* [GOAL]
Arrange every line of the records below as a Markdown table with the columns "Row" and "Line text," numbering each row and skipping blank lines.

++++++++++++++++++++

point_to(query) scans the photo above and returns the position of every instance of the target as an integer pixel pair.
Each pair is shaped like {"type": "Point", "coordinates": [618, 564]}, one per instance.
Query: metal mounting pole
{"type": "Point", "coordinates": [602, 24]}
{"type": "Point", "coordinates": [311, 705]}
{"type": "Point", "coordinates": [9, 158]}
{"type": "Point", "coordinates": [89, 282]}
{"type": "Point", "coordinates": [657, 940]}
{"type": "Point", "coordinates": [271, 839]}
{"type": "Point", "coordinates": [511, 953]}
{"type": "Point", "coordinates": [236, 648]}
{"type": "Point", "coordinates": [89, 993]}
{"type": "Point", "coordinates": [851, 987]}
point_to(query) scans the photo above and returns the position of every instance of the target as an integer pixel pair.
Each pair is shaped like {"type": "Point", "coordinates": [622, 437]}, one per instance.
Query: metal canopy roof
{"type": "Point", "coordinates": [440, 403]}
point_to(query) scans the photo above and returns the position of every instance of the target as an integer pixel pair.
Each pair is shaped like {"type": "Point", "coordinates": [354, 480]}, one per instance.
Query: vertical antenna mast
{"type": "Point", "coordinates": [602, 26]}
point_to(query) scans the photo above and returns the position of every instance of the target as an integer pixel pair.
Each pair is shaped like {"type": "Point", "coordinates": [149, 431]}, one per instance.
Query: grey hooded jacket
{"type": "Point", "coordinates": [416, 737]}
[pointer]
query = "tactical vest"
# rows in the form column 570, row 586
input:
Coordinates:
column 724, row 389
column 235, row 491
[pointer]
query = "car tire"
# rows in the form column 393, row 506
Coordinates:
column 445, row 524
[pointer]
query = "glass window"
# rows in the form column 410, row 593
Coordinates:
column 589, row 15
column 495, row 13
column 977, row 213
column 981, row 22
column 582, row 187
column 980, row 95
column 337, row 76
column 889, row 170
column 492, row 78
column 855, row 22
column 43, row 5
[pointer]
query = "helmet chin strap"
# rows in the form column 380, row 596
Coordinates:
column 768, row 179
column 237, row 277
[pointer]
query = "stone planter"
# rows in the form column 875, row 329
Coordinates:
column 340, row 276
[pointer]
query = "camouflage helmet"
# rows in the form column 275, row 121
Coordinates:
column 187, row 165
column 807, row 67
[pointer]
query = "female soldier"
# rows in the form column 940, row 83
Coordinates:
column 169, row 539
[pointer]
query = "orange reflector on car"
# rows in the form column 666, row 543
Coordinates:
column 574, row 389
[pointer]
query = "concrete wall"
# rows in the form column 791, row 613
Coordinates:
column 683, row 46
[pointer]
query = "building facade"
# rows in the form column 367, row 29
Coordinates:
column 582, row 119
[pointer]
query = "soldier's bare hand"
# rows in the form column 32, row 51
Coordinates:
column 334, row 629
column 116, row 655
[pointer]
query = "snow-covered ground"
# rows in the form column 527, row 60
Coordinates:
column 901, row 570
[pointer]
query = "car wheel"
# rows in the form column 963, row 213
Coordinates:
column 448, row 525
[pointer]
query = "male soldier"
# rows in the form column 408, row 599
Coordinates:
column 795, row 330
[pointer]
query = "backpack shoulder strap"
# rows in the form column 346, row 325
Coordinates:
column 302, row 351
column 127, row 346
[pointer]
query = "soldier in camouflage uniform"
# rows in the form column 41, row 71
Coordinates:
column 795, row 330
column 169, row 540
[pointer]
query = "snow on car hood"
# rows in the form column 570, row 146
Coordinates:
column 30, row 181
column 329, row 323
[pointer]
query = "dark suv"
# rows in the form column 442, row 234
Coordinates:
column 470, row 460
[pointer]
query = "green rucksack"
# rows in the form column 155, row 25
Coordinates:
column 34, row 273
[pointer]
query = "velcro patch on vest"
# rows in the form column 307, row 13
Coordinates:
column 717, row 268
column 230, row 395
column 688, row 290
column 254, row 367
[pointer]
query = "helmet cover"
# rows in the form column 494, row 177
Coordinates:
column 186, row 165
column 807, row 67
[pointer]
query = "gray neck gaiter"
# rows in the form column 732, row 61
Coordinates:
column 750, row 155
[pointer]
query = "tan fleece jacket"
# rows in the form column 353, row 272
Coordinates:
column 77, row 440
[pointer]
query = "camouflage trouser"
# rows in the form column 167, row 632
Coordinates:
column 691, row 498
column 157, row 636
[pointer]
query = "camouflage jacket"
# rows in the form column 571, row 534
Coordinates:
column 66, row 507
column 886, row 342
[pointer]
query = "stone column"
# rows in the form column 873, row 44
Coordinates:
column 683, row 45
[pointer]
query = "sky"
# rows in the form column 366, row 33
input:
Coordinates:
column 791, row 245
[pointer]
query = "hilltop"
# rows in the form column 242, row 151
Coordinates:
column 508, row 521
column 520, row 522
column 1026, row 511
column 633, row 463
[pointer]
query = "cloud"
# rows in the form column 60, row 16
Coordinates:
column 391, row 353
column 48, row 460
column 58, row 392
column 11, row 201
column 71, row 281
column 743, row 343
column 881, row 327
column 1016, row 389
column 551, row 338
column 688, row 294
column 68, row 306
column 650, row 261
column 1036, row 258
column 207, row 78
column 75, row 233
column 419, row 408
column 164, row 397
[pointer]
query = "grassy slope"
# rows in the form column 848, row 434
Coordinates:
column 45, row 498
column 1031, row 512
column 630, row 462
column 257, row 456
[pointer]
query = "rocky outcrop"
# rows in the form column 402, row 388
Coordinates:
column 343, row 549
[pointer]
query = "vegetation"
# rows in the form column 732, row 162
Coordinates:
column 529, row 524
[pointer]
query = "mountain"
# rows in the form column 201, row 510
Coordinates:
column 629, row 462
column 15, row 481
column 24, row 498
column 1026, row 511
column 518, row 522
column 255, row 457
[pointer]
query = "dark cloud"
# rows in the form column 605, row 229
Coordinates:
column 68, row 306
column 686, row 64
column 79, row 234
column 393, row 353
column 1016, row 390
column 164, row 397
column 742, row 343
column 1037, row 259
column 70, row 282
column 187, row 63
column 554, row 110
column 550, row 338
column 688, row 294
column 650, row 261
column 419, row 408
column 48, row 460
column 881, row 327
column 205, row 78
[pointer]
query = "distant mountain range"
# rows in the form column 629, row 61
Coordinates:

++++++++++++++++++++

* [EXERCISE RESULT]
| Row | Line text |
|---|---|
| 1 | point_to(query) scans the photo above and returns the position of every instance of the target as an integer pixel pair. |
| 2 | Each pair is shaped like {"type": "Point", "coordinates": [618, 564]}, one per instance. |
| 3 | Query: metal mounting pole |
| 4 | {"type": "Point", "coordinates": [602, 24]} |
| 5 | {"type": "Point", "coordinates": [311, 705]} |
| 6 | {"type": "Point", "coordinates": [9, 158]} |
| 7 | {"type": "Point", "coordinates": [89, 282]} |
| 8 | {"type": "Point", "coordinates": [657, 940]} |
| 9 | {"type": "Point", "coordinates": [271, 839]} |
| 10 | {"type": "Point", "coordinates": [511, 953]} |
| 11 | {"type": "Point", "coordinates": [236, 648]} |
| 12 | {"type": "Point", "coordinates": [89, 993]} |
| 13 | {"type": "Point", "coordinates": [851, 987]} |
| 14 | point_to(query) scans the photo above and returns the position of every instance of the target as an integer pixel pair. |
| 15 | Each pair is shaped like {"type": "Point", "coordinates": [622, 437]}, one per instance. |
| 16 | Query: metal canopy roof |
| 17 | {"type": "Point", "coordinates": [440, 403]} |
| 18 | point_to(query) scans the photo above and returns the position of every instance of the target as an integer pixel pair. |
| 19 | Each pair is shaped like {"type": "Point", "coordinates": [354, 480]}, one per instance. |
| 20 | Query: vertical antenna mast |
| 21 | {"type": "Point", "coordinates": [602, 26]} |
| 22 | point_to(query) scans the photo above and returns the position of every instance of the target as an integer pixel pair. |
| 23 | Each pair is shaped like {"type": "Point", "coordinates": [149, 431]}, one per instance. |
| 24 | Query: grey hooded jacket |
| 25 | {"type": "Point", "coordinates": [416, 737]} |
| 26 | [pointer] |
| 27 | query = "tactical vest" |
| 28 | # rows in the form column 570, row 586 |
| 29 | input: |
| 30 | Coordinates: |
| 31 | column 724, row 389 |
| 32 | column 235, row 491 |
| 33 | [pointer] |
| 34 | query = "car tire" |
| 35 | # rows in the form column 393, row 506 |
| 36 | Coordinates: |
| 37 | column 445, row 524 |
| 38 | [pointer] |
| 39 | query = "glass window" |
| 40 | # rows in the form column 410, row 593 |
| 41 | Coordinates: |
| 42 | column 589, row 15 |
| 43 | column 495, row 13 |
| 44 | column 977, row 213 |
| 45 | column 981, row 22 |
| 46 | column 582, row 187 |
| 47 | column 980, row 95 |
| 48 | column 337, row 76 |
| 49 | column 889, row 170 |
| 50 | column 492, row 78 |
| 51 | column 855, row 22 |
| 52 | column 43, row 5 |
| 53 | [pointer] |
| 54 | query = "helmet chin strap" |
| 55 | # rows in the form column 380, row 596 |
| 56 | Coordinates: |
| 57 | column 768, row 179 |
| 58 | column 237, row 277 |
| 59 | [pointer] |
| 60 | query = "stone planter" |
| 61 | # rows in the form column 875, row 329 |
| 62 | Coordinates: |
| 63 | column 340, row 276 |
| 64 | [pointer] |
| 65 | query = "camouflage helmet" |
| 66 | # rows in the form column 275, row 121 |
| 67 | Coordinates: |
| 68 | column 187, row 165 |
| 69 | column 807, row 67 |
| 70 | [pointer] |
| 71 | query = "female soldier" |
| 72 | # rows in the form column 940, row 83 |
| 73 | Coordinates: |
| 74 | column 169, row 539 |
| 75 | [pointer] |
| 76 | query = "orange reflector on car" |
| 77 | # rows in the form column 666, row 543 |
| 78 | Coordinates: |
| 79 | column 574, row 389 |
| 80 | [pointer] |
| 81 | query = "concrete wall" |
| 82 | # rows in the form column 791, row 613 |
| 83 | Coordinates: |
| 84 | column 683, row 46 |
| 85 | [pointer] |
| 86 | query = "building facade" |
| 87 | # rows in the form column 367, row 29 |
| 88 | Coordinates: |
| 89 | column 582, row 119 |
| 90 | [pointer] |
| 91 | query = "soldier's bare hand" |
| 92 | # rows in the form column 32, row 51 |
| 93 | Coordinates: |
| 94 | column 334, row 629 |
| 95 | column 116, row 655 |
| 96 | [pointer] |
| 97 | query = "snow-covered ground" |
| 98 | # rows in the form column 527, row 60 |
| 99 | Coordinates: |
| 100 | column 901, row 570 |
| 101 | [pointer] |
| 102 | query = "car wheel" |
| 103 | # rows in the form column 963, row 213 |
| 104 | Coordinates: |
| 105 | column 448, row 525 |
| 106 | [pointer] |
| 107 | query = "male soldier" |
| 108 | # rows in the form column 408, row 599 |
| 109 | Coordinates: |
| 110 | column 795, row 330 |
| 111 | [pointer] |
| 112 | query = "backpack shoulder strap" |
| 113 | # rows in the form column 346, row 325 |
| 114 | Coordinates: |
| 115 | column 302, row 351 |
| 116 | column 127, row 346 |
| 117 | [pointer] |
| 118 | query = "soldier in camouflage uniform" |
| 119 | # rows in the form column 41, row 71 |
| 120 | Coordinates: |
| 121 | column 795, row 330 |
| 122 | column 169, row 540 |
| 123 | [pointer] |
| 124 | query = "snow on car hood" |
| 125 | # rows in the form column 570, row 146 |
| 126 | Coordinates: |
| 127 | column 30, row 181 |
| 128 | column 329, row 323 |
| 129 | [pointer] |
| 130 | query = "dark suv" |
| 131 | # rows in the form column 442, row 234 |
| 132 | Coordinates: |
| 133 | column 470, row 460 |
| 134 | [pointer] |
| 135 | query = "green rucksack" |
| 136 | # rows in the form column 155, row 25 |
| 137 | Coordinates: |
| 138 | column 34, row 273 |
| 139 | [pointer] |
| 140 | query = "velcro patch on vest" |
| 141 | # rows in the form column 307, row 13 |
| 142 | Coordinates: |
| 143 | column 717, row 268 |
| 144 | column 230, row 395 |
| 145 | column 688, row 290 |
| 146 | column 254, row 367 |
| 147 | [pointer] |
| 148 | query = "helmet cover" |
| 149 | # rows in the form column 494, row 177 |
| 150 | Coordinates: |
| 151 | column 186, row 165 |
| 152 | column 807, row 67 |
| 153 | [pointer] |
| 154 | query = "gray neck gaiter" |
| 155 | # rows in the form column 732, row 61 |
| 156 | Coordinates: |
| 157 | column 750, row 155 |
| 158 | [pointer] |
| 159 | query = "tan fleece jacket" |
| 160 | # rows in the form column 353, row 272 |
| 161 | Coordinates: |
| 162 | column 77, row 440 |
| 163 | [pointer] |
| 164 | query = "camouflage trouser" |
| 165 | # rows in the form column 167, row 632 |
| 166 | Coordinates: |
| 167 | column 691, row 498 |
| 168 | column 157, row 636 |
| 169 | [pointer] |
| 170 | query = "camouflage jacket" |
| 171 | # rows in the form column 571, row 534 |
| 172 | Coordinates: |
| 173 | column 66, row 507 |
| 174 | column 886, row 342 |
| 175 | [pointer] |
| 176 | query = "stone column" |
| 177 | # rows in the form column 873, row 44 |
| 178 | Coordinates: |
| 179 | column 683, row 45 |
| 180 | [pointer] |
| 181 | query = "sky" |
| 182 | # rows in the form column 366, row 33 |
| 183 | input: |
| 184 | Coordinates: |
| 185 | column 791, row 245 |
| 186 | [pointer] |
| 187 | query = "hilltop" |
| 188 | # rows in the form column 242, row 151 |
| 189 | Coordinates: |
| 190 | column 508, row 521 |
| 191 | column 520, row 522 |
| 192 | column 1026, row 511 |
| 193 | column 633, row 463 |
| 194 | [pointer] |
| 195 | query = "cloud" |
| 196 | # rows in the form column 60, row 16 |
| 197 | Coordinates: |
| 198 | column 391, row 353 |
| 199 | column 48, row 460 |
| 200 | column 58, row 392 |
| 201 | column 11, row 201 |
| 202 | column 71, row 281 |
| 203 | column 743, row 343 |
| 204 | column 881, row 327 |
| 205 | column 1016, row 389 |
| 206 | column 551, row 338 |
| 207 | column 688, row 294 |
| 208 | column 68, row 306 |
| 209 | column 650, row 261 |
| 210 | column 1036, row 258 |
| 211 | column 207, row 78 |
| 212 | column 75, row 233 |
| 213 | column 419, row 408 |
| 214 | column 164, row 397 |
| 215 | [pointer] |
| 216 | query = "grassy slope" |
| 217 | # rows in the form column 848, row 434 |
| 218 | Coordinates: |
| 219 | column 45, row 498 |
| 220 | column 1031, row 512 |
| 221 | column 630, row 462 |
| 222 | column 257, row 456 |
| 223 | [pointer] |
| 224 | query = "rocky outcrop" |
| 225 | # rows in the form column 402, row 388 |
| 226 | Coordinates: |
| 227 | column 343, row 549 |
| 228 | [pointer] |
| 229 | query = "vegetation" |
| 230 | # rows in the form column 732, row 162 |
| 231 | Coordinates: |
| 232 | column 529, row 524 |
| 233 | [pointer] |
| 234 | query = "mountain" |
| 235 | # rows in the form column 201, row 510 |
| 236 | Coordinates: |
| 237 | column 629, row 462 |
| 238 | column 15, row 481 |
| 239 | column 24, row 498 |
| 240 | column 1026, row 511 |
| 241 | column 518, row 522 |
| 242 | column 255, row 457 |
| 243 | [pointer] |
| 244 | query = "dark cloud" |
| 245 | # rows in the form column 605, row 229 |
| 246 | Coordinates: |
| 247 | column 68, row 306 |
| 248 | column 686, row 64 |
| 249 | column 79, row 234 |
| 250 | column 393, row 353 |
| 251 | column 1016, row 390 |
| 252 | column 164, row 397 |
| 253 | column 742, row 343 |
| 254 | column 1037, row 259 |
| 255 | column 70, row 282 |
| 256 | column 187, row 63 |
| 257 | column 554, row 110 |
| 258 | column 550, row 338 |
| 259 | column 688, row 294 |
| 260 | column 650, row 261 |
| 261 | column 419, row 408 |
| 262 | column 48, row 460 |
| 263 | column 881, row 327 |
| 264 | column 205, row 78 |
| 265 | [pointer] |
| 266 | query = "distant mountain range" |
| 267 | # rows in the form column 629, row 61 |
| 268 | Coordinates: |